_WHAT YOU ARE ASKED TO DO_.
Rewrite the stretch from the line containing "The component shall return one point per instance of the fish" through the line containing "of the swimming", switching "component" to "module" and keeping everything else the same.

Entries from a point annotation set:
## BEGIN

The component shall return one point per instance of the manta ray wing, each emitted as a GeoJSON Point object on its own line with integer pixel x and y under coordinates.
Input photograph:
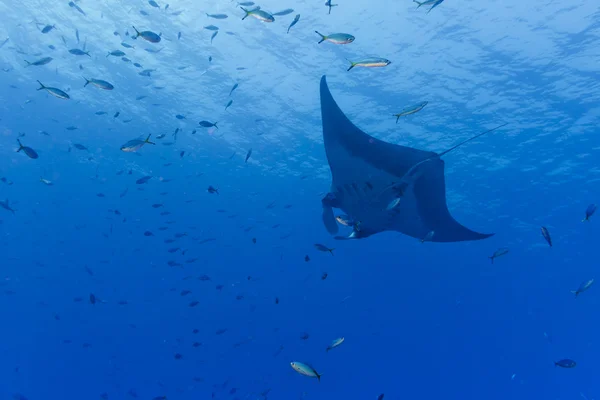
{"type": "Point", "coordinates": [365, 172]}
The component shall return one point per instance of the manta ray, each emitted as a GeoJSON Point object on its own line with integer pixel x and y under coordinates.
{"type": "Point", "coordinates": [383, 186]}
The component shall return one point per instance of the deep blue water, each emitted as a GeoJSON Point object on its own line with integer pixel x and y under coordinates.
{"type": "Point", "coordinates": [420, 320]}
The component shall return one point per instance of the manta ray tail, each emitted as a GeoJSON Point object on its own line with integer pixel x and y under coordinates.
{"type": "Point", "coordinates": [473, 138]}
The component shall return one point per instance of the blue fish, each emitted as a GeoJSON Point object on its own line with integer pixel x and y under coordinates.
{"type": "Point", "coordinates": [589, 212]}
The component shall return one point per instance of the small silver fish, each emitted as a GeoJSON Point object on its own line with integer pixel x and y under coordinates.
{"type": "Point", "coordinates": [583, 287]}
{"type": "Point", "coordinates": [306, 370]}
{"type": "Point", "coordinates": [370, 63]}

## END
## BEGIN

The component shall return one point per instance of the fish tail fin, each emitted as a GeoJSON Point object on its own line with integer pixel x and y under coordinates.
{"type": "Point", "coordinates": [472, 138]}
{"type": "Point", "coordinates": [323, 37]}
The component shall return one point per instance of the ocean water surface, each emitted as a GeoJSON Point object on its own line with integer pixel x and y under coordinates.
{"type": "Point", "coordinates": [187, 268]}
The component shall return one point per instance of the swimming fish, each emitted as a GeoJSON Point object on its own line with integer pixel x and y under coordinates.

## END

_ANSWER FOR THE TASK_.
The module shall return one point per instance of the fish tail fin, each emitted as a GeoJSON Point object on its own line with integer pixel x and y under coordinates.
{"type": "Point", "coordinates": [472, 138]}
{"type": "Point", "coordinates": [323, 37]}
The module shall return one point per instance of the ocean water surface, each emitted as a GeoJSON Point object on its own line with integer pixel x and y under coordinates.
{"type": "Point", "coordinates": [187, 268]}
The module shall return one point per instance of the swimming fish, each emitted as a GeoJSON Point object on its own line with integer pixel x and y under coordinates.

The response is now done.